(STATED EXERCISE):
Select every line of the records below that contains the word "soil", and copy each one in full.

(RECORDS SHOWN):
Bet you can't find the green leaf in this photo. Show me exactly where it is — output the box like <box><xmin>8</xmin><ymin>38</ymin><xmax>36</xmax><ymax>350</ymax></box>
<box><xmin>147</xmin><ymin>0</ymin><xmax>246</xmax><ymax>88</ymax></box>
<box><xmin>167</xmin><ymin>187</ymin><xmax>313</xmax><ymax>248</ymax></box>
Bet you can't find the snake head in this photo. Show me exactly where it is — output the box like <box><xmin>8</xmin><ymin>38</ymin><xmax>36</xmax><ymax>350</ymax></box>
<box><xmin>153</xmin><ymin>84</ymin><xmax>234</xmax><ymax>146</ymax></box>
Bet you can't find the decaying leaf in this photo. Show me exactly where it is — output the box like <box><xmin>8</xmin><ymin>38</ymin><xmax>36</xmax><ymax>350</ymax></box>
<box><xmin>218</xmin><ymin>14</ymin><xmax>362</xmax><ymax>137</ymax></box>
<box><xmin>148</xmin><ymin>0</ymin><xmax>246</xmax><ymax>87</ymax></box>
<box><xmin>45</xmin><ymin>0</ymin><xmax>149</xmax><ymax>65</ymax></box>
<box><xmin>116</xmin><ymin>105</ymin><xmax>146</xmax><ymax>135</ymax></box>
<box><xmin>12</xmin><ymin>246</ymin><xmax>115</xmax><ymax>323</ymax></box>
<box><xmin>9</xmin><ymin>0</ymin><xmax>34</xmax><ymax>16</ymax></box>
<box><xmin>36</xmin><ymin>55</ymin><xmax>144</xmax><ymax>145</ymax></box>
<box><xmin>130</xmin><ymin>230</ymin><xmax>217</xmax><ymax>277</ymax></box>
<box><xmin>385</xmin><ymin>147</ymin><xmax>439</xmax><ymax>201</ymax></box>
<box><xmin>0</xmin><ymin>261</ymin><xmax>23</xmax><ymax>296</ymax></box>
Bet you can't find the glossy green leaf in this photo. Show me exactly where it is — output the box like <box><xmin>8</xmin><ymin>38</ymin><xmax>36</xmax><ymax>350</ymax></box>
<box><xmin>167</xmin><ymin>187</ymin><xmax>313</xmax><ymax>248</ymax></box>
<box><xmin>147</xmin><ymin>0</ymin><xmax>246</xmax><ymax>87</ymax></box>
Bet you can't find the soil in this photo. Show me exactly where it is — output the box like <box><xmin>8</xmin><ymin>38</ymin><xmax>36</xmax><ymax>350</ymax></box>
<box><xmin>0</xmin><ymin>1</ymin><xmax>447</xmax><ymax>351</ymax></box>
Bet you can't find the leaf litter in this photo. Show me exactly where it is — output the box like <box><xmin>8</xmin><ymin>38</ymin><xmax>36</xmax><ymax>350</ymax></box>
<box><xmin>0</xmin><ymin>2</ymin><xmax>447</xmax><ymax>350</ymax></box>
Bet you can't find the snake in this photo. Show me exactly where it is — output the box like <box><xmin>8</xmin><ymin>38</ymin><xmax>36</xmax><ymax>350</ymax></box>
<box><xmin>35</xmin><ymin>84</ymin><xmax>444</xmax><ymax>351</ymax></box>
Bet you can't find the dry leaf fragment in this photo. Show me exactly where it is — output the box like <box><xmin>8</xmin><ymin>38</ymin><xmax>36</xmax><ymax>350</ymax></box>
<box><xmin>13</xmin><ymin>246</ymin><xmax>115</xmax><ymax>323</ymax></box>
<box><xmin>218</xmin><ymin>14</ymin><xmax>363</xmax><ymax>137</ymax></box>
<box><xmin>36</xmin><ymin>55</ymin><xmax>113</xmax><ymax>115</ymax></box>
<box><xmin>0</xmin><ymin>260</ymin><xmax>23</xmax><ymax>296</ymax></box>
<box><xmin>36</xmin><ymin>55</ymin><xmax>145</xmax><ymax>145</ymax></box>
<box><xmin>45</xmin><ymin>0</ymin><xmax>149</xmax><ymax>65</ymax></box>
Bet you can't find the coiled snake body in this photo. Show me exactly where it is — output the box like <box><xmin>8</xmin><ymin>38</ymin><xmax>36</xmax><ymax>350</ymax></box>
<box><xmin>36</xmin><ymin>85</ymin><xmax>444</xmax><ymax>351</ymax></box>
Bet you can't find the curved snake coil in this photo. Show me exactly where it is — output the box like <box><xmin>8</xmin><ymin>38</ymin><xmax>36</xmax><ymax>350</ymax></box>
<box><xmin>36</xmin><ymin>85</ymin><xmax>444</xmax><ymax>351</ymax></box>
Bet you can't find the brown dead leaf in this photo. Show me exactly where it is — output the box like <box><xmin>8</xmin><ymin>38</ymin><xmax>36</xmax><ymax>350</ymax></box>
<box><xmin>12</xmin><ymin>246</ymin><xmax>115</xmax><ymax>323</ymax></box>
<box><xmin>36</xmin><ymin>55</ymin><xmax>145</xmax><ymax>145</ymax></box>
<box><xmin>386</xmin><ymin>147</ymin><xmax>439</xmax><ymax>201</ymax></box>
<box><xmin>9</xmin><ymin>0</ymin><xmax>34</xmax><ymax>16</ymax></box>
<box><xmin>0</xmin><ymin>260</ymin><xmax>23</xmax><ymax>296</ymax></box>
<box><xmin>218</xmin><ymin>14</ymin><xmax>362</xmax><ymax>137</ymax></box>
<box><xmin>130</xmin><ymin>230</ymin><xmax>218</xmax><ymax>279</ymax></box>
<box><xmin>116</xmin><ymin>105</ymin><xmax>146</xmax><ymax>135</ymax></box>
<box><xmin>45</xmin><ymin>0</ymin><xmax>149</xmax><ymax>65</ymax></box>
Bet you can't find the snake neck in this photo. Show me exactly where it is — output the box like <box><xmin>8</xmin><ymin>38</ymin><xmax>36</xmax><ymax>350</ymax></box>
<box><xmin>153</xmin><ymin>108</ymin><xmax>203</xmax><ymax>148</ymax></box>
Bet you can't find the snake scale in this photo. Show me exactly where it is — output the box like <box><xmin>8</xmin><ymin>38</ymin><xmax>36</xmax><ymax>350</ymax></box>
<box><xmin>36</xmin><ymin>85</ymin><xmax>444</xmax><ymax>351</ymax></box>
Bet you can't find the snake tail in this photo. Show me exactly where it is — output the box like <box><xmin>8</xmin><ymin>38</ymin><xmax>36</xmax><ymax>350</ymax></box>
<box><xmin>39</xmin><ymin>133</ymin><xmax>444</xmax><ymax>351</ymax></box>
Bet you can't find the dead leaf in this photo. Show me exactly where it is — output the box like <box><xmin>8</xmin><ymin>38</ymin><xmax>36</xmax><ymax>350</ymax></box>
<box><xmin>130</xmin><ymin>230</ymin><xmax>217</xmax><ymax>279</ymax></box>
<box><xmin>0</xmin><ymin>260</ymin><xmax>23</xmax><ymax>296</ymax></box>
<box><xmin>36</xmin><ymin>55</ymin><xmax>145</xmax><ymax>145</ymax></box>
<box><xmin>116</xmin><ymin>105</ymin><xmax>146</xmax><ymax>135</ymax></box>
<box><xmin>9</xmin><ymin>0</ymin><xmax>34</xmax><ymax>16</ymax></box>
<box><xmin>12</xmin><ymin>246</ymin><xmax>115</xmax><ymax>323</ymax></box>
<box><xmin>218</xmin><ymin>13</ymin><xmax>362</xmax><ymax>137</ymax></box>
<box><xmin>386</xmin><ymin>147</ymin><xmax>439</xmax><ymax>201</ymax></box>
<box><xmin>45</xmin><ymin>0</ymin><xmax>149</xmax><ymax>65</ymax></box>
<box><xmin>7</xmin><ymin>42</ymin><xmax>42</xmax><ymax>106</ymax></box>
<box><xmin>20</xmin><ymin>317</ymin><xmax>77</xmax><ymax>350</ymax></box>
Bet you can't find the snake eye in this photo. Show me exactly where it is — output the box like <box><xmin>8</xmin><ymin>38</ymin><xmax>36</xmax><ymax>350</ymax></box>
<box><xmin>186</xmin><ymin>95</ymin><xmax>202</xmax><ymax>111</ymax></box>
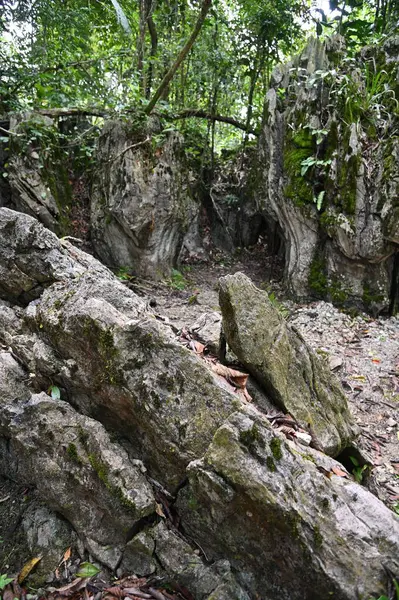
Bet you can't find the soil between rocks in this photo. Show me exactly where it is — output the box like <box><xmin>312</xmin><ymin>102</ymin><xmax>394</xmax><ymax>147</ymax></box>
<box><xmin>133</xmin><ymin>247</ymin><xmax>399</xmax><ymax>514</ymax></box>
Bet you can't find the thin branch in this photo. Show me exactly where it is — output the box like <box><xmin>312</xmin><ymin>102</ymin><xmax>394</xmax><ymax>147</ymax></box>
<box><xmin>168</xmin><ymin>108</ymin><xmax>259</xmax><ymax>136</ymax></box>
<box><xmin>35</xmin><ymin>108</ymin><xmax>110</xmax><ymax>118</ymax></box>
<box><xmin>0</xmin><ymin>127</ymin><xmax>24</xmax><ymax>137</ymax></box>
<box><xmin>144</xmin><ymin>0</ymin><xmax>212</xmax><ymax>115</ymax></box>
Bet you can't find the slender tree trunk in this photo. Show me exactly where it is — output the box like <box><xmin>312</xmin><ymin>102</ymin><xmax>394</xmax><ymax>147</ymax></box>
<box><xmin>137</xmin><ymin>0</ymin><xmax>152</xmax><ymax>95</ymax></box>
<box><xmin>244</xmin><ymin>40</ymin><xmax>264</xmax><ymax>145</ymax></box>
<box><xmin>145</xmin><ymin>0</ymin><xmax>212</xmax><ymax>115</ymax></box>
<box><xmin>145</xmin><ymin>11</ymin><xmax>158</xmax><ymax>99</ymax></box>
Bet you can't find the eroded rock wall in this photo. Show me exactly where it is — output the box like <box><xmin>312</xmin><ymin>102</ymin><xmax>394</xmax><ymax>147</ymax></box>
<box><xmin>91</xmin><ymin>121</ymin><xmax>199</xmax><ymax>278</ymax></box>
<box><xmin>258</xmin><ymin>37</ymin><xmax>399</xmax><ymax>311</ymax></box>
<box><xmin>0</xmin><ymin>208</ymin><xmax>399</xmax><ymax>600</ymax></box>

(EXPECTED ANSWER):
Bet you can't find the soil in this photo. Show me exactly where it is — output the box like <box><xmin>8</xmin><ymin>38</ymin><xmax>36</xmax><ymax>350</ymax></box>
Bet you can't find the soil between rocks in this photo. Show me exactly where it is — output the box like <box><xmin>312</xmin><ymin>102</ymin><xmax>394</xmax><ymax>147</ymax></box>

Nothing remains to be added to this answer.